[Labeled-object pointing entries]
** Begin **
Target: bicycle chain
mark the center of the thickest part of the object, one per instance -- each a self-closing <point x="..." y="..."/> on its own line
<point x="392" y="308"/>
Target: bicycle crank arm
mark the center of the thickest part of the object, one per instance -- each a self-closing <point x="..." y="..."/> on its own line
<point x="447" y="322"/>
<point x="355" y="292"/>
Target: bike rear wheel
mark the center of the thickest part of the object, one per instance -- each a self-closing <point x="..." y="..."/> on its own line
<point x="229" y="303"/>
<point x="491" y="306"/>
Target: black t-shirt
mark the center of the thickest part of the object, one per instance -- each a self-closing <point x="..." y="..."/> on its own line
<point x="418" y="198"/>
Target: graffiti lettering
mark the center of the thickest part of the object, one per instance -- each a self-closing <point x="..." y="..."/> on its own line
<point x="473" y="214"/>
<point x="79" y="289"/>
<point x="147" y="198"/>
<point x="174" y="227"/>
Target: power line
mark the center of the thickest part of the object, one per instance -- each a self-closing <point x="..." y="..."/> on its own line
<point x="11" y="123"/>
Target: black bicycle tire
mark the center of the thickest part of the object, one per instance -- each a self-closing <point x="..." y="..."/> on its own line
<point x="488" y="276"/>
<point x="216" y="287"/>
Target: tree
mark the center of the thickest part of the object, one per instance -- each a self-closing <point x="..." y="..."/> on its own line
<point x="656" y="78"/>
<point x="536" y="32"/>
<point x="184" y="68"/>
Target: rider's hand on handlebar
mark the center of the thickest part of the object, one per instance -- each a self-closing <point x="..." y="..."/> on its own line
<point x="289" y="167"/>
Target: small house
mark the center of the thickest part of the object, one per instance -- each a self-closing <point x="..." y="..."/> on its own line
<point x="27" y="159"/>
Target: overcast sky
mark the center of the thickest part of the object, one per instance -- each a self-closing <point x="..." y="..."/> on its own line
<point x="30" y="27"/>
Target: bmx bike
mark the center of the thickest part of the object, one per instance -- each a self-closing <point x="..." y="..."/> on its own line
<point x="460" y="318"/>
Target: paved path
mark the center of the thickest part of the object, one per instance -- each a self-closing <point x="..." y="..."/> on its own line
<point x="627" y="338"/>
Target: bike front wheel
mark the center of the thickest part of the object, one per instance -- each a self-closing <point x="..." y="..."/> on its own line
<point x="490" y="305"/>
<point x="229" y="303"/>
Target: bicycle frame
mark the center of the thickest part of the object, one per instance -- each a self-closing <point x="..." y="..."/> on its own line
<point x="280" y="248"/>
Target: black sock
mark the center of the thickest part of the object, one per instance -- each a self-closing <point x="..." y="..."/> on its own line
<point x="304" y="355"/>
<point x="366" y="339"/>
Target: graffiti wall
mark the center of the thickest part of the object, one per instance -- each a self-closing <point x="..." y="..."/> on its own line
** End **
## To do
Your task is to write out the lines from the one with "Target: overcast sky" through the end of the records, exactly and with nothing added.

## Output
Target: overcast sky
mark the center of the thickest part of the object, one per instance -- each a self-closing <point x="..." y="..."/> on its own line
<point x="30" y="27"/>
Target: bmx bike
mark the center of the thickest part of the object, one per instance -- each a self-closing <point x="..." y="..."/> on its own line
<point x="460" y="318"/>
Target: paved path
mark the center of the thickest part of the object, one per instance -- each a self-closing <point x="..." y="..."/> on its own line
<point x="627" y="338"/>
Target: bike front wheel
mark the center of the thickest part of the object, one per instance -- each a self-closing <point x="..." y="..."/> on its own line
<point x="490" y="305"/>
<point x="229" y="303"/>
Target: bicycle frame
mark the center of the thickest part of the object, one per instance -- each a self-closing <point x="..." y="..."/> on its own line
<point x="280" y="248"/>
Target: black sock
mark the center of the thickest part of the object, one per instance -- each a self-closing <point x="..." y="..."/> on its own line
<point x="304" y="355"/>
<point x="366" y="339"/>
Target: graffiti wall
mark the center of the thickest part of the object, one per instance -- each a self-closing <point x="..." y="..."/> on its own line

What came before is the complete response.